- **Page extract**
# # # # #

Runway Girl Network is pleased to now provide transcripts of the #PaxEx Podcast.

Musical Intro.

Mary Kirby: Welcome to the #PaxEx podcast, available on Apple and Google Podcasts. This is episode 68 of the show, where we talk about how the airline passenger experience is evolving in a mobile, social, vocal world. I’m Mary Kirby and I’m joined by my cohost, Max Flight. Max, how are you doing?

Max Flight: I’m doing very well, Mary. I’m getting excited about my next aviation adventure up to the New York Air Show, coming up August 24th, and 25th. The Red Arrows are coming across the pond, which I’ve never seen them perform before. That’ll be good. But also the F-35 demo team is scheduled to be there, so I’m really looking forward to that. Anything big and fast and loud with Pratt & Whitney engines, I’m excited.

Kirby: Yeah. That’s right up your alley, Max. That sounds spectacular. I’m looking forward to getting back on the road myself here at the beginning of September for the big APEX EXPO in Los Angeles, which we’ll talk about a little bit later, but yeah, it’s good to be chatting with you again.

# # # # #

[Source data]

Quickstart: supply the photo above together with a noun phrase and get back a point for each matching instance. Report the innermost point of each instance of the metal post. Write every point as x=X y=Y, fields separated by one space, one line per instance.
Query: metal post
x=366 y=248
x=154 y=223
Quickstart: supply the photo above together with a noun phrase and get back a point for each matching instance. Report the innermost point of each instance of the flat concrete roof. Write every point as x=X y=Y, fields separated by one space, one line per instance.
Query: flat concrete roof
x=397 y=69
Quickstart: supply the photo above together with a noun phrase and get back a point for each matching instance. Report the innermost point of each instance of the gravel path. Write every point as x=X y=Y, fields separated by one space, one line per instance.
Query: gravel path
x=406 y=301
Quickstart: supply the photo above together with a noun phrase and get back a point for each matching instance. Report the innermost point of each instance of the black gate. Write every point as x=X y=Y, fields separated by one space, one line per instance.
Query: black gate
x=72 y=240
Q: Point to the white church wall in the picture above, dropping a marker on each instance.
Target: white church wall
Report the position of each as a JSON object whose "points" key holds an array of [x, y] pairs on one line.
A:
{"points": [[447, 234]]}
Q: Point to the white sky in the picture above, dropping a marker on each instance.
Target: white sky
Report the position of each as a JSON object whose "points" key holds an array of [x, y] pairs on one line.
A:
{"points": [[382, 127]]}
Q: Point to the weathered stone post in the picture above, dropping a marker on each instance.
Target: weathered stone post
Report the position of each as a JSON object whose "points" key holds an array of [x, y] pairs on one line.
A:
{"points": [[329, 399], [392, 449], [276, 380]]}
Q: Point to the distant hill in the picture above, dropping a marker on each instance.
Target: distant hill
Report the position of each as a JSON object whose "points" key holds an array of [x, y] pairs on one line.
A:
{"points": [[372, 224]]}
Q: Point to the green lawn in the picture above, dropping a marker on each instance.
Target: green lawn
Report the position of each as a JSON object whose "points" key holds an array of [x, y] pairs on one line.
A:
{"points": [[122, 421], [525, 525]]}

# # # # #

- **What is asked**
1. In the podcast transcript, which episode number does Mary Kirby give for the show?
2. Carry the podcast transcript forward from the point where it stops.
None of the entries is needed here.

- **Answers given**
1. Episode 68.

2.
Flight: Great. Well, let’s take a look at some of the PaxEx news stories that are making headlines. The US Federal Aviation Administration has a new administrator. On August 12th, Stephen Dickson was sworn in by US Transportation Secretary Elaine Chao. Dickson is a long-time industry veteran with nearly 40 years of experience. He recently retired from services [as] Senior Vice President of Flight Operations for Delta Air Lines. There he was responsible for the safety and operational performance of Delta’s global flight operations, as well as pilot training, crew resources, crew scheduling, and regulatory compliance. Now, notably, he also flew in line operations as an Airbus A320 captain. Previously, he flew on the Boeing 727, the 737, the 757, and the 767 during his career. He’s also a former United States Air Force Officer, having flown the F-15 fighter.

Flight: Well, after the swearing in ceremony, Dickson commented on the Boeing 737 MAX’s return to service. He said, quote, “I want to again be clear and absolutely committed that the FAA is a safety-driven organization, and safety is my highest priority. This plane will not fly commercial service again until I’m completely assured that it is safe to do so.” Well, Dickson becomes the 18th administrator of the FAA. It’s a big job, as we all know. Over a $16 billion budget, over 47,000 employees. And of course he’s replacing acting administrator Dan Elwell, and Elwell is going to serve as FAA deputy administrator, which I think is smart, Mary. That kind of helps the transition, I think.

Kirby: Oh, absolutely, and he’s also been actually rather on the ball. I don’t know if you’ve found that during the various hearings, Max. Elwell has … He seems like a very kind of a logical individual.

Flight: Yes.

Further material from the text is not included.